━━ Data for processing ━━

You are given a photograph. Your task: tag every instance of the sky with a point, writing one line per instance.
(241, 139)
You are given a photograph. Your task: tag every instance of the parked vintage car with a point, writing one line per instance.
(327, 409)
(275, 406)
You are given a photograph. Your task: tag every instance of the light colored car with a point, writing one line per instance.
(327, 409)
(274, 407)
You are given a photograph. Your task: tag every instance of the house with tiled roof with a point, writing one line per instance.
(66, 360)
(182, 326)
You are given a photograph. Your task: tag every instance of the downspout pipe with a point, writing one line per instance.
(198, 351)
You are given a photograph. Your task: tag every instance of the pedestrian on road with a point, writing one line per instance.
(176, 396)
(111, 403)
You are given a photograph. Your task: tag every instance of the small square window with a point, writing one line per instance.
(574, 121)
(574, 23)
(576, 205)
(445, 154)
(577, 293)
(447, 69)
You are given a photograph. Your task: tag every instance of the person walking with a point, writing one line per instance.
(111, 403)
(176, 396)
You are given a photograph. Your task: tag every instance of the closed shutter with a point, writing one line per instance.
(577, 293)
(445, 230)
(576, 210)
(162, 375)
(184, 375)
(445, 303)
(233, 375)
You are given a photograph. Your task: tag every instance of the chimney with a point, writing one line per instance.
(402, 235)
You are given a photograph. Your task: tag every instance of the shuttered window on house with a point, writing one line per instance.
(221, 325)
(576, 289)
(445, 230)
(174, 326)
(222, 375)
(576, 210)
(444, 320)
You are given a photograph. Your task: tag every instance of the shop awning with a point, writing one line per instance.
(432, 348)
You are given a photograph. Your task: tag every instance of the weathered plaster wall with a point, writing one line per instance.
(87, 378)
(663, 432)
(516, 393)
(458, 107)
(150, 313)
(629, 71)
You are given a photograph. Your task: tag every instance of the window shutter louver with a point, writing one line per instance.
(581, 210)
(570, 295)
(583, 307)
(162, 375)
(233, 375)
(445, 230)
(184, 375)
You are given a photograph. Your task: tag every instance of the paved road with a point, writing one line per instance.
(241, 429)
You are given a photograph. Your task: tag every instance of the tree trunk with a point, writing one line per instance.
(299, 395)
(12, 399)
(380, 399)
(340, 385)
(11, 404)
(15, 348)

━━━

Work instructions:
Every record above is to be given again precisely.

Answer for the task:
You are given a photograph. Your task: tag every instance of the sky with a point, writing one line per instance.
(241, 139)
You are given a photograph. Your task: tag every instance of the parked vintage car with a point, writing one line per instance.
(327, 409)
(275, 406)
You are given a photograph. Your task: tag every instance of the light colored car with a point, writing one line per instance.
(327, 409)
(274, 407)
You are given a photograph. Your task: tag every instance of the house with tiled roof with a point, writing one line per instance.
(66, 360)
(182, 326)
You are given a photograph. Your task: tag every instance of the downspout pipe with a point, writing one line per instance.
(198, 351)
You are given a photograph. Your task: tag every instance of the pedestrian on road with a point, writing one line per instance.
(176, 396)
(111, 403)
You are given a photograph. Your task: tag every instance of the small square window with a point, writing one line per instance.
(574, 121)
(574, 23)
(576, 205)
(445, 154)
(577, 293)
(447, 69)
You are given a photograph. Your task: tag every instance of the person walking with a point, writing one line per instance.
(111, 403)
(176, 396)
You are given a photograph. Your task: tag every instance of the closed shutter with a point, writing one line per instance.
(577, 293)
(445, 230)
(576, 210)
(162, 375)
(184, 375)
(445, 303)
(233, 375)
You are given a photograph. Your task: tag every instance of the chimney with a point, writing one line per instance.
(402, 235)
You are given a photograph. Your task: tag every instance of the shuttered window on house with a point, writing one line per instance.
(221, 325)
(576, 289)
(445, 230)
(174, 326)
(222, 375)
(576, 210)
(444, 320)
You are given a photograph. Your task: tag every instance of the shop awning with a point, writing one line per instance.
(432, 348)
You are given a photograph. Your task: tag every instance of the weathered plaster wall with a point, writing one line per instance.
(87, 378)
(663, 432)
(516, 393)
(458, 107)
(150, 313)
(629, 71)
You are given a photograph. Your task: tag every instance of the window shutter louver with a point, writing one line per instance.
(581, 210)
(570, 295)
(583, 307)
(162, 375)
(233, 375)
(445, 230)
(184, 375)
You are given a photograph. Your task: tag every instance of the paved road with a point, writing one line per instance.
(241, 429)
You are given a photograph. Your task: tag every instance of the tree trunk with a point, writing one line per instance.
(299, 395)
(12, 399)
(380, 399)
(340, 385)
(11, 404)
(15, 348)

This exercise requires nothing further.